▶ _Set exercise_: Could you give the listing below again, changing "nightly wildlife activity report" to "weekly habitat survey" and leaving everything else unchanged?

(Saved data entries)

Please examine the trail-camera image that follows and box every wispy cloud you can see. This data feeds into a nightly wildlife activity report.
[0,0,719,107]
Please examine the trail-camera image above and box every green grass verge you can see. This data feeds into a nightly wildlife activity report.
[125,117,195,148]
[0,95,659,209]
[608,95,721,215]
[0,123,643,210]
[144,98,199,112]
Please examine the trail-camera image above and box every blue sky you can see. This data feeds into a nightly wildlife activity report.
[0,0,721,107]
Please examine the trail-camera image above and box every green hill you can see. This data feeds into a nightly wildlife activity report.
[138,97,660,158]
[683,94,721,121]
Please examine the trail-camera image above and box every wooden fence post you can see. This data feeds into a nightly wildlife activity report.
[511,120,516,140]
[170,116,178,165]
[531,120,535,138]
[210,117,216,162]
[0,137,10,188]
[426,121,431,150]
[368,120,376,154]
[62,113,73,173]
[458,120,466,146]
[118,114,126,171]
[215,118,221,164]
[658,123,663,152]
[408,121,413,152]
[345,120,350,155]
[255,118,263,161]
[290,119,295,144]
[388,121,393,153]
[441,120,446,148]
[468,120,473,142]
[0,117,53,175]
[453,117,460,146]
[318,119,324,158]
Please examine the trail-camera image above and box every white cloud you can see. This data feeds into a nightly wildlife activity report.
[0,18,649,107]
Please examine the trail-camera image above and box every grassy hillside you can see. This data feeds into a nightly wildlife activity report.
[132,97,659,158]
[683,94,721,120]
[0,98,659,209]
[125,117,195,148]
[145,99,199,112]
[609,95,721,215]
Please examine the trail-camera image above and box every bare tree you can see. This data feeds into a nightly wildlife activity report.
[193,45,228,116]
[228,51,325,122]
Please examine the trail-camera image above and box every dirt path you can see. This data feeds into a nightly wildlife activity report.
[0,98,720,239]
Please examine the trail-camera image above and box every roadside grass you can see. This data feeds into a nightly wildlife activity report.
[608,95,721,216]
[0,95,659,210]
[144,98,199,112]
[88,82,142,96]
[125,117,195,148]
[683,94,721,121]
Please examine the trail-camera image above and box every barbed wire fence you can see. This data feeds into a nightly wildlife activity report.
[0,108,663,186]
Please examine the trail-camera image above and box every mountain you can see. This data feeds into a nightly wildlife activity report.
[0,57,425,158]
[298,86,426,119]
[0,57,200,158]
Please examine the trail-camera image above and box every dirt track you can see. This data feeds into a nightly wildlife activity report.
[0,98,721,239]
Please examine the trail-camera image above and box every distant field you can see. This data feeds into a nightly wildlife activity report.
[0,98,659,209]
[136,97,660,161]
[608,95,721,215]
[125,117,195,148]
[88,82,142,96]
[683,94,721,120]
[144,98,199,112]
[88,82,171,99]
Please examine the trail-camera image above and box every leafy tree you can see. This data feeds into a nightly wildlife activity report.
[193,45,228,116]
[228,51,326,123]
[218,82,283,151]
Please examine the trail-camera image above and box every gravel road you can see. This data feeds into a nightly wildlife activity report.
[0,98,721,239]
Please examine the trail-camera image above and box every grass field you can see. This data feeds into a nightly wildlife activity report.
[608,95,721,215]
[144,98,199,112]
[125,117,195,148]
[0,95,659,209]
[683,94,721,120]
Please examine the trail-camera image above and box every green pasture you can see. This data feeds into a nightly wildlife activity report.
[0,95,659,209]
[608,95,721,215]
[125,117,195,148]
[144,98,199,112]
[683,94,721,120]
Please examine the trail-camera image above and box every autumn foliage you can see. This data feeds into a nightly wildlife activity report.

▶ _Correct response_:
Please examine the trail-camera image that follows and box every wispy cloud you can see. This data feeds into a weekly habitat survey.
[0,0,719,107]
Please examine the trail-camera image above and box every green grass verge you can see. This data feeds into a weekly habitat survey.
[125,117,195,148]
[0,95,659,209]
[608,95,721,215]
[0,123,643,210]
[144,98,199,112]
Please examine the trail-camera image above and box every blue sky you can see. This data feeds into a weekly habitat survey.
[0,0,721,107]
Please examine the trail-camera image above and box every green hill you can see. This data feeds into a weekly habitat survey.
[138,97,660,158]
[683,94,721,121]
Please examine the trail-camera image above and box every wooden fence post you can see. This data feeds into a weekly habitat survey.
[511,120,516,140]
[170,116,178,165]
[531,120,535,138]
[210,117,216,162]
[0,137,10,188]
[426,121,431,150]
[368,120,376,154]
[62,113,73,173]
[458,120,466,146]
[118,114,126,171]
[215,118,221,164]
[658,123,663,152]
[408,121,413,152]
[345,120,350,155]
[255,118,263,161]
[290,119,295,144]
[388,121,393,153]
[441,120,446,148]
[468,120,473,142]
[0,117,53,175]
[453,117,460,146]
[318,119,324,158]
Please examine the trail-camera image above and box every white cloud you can see. This data feeds into a weekly habitat survey.
[0,18,649,107]
Please examine the trail-camera image above and box every grassy hillside you can see. This data feeds into a weekly habitat survey.
[132,97,659,158]
[683,94,721,120]
[0,98,659,209]
[125,117,195,148]
[145,99,199,112]
[609,95,721,215]
Please examine the trail-camera image above and box every bare tree you can see. This data feeds into a weekly habitat survey.
[193,45,228,116]
[228,51,325,122]
Please examine the trail-camera image above and box every dirt path you can see. This data feeds into a weekly habitat survey.
[0,98,720,239]
Please examine the trail-camera image above and box every roadside grass you can see. This data feeds into a weekly habitat survey.
[608,95,721,216]
[0,95,659,210]
[144,98,199,112]
[88,82,142,96]
[125,117,195,148]
[683,94,721,121]
Please examine the trail-camera image above and box every barbed wire fence you can see. This data feeds into a weekly habitat survey.
[0,108,663,186]
Please examine the trail-camera image above and box every mountain you can see. This data feeds into a weekly habitat survey.
[0,57,425,158]
[298,86,426,119]
[0,57,200,158]
Please examine the trail-camera image above and box every dirt track you can see. This data feeds into a weekly habitat survey.
[0,98,721,239]
Please examine the trail-camera image above and box every distant field you can see. This data feeds into a weekly habitat survey.
[0,98,659,209]
[136,97,660,161]
[608,95,721,215]
[125,117,195,148]
[88,82,142,96]
[683,94,721,120]
[144,98,199,112]
[88,82,171,99]
Please examine the trail-camera image above and box every leafy tree you can see. This data feeds into a weekly habitat survey.
[193,45,228,116]
[228,51,326,123]
[218,82,283,151]
Please examine the trail-camera image above and box every gravel road you can see. This data feeds into a weekly habitat survey.
[0,98,721,239]
Please examine the trail-camera image above and box every grass field you can see. This data feeds into a weekly habitat survey.
[608,95,721,215]
[144,98,199,112]
[125,117,195,148]
[0,95,659,209]
[683,94,721,120]
Please examine the trail-camera image above and box every green pasture you can see. This data feeds into a weekly habitat survey.
[0,95,659,209]
[608,95,721,215]
[125,117,195,148]
[144,98,199,112]
[683,94,721,120]
Please examine the trail-camera image above and box every autumn foliage you can see. This data feeds into a weekly habitat survey.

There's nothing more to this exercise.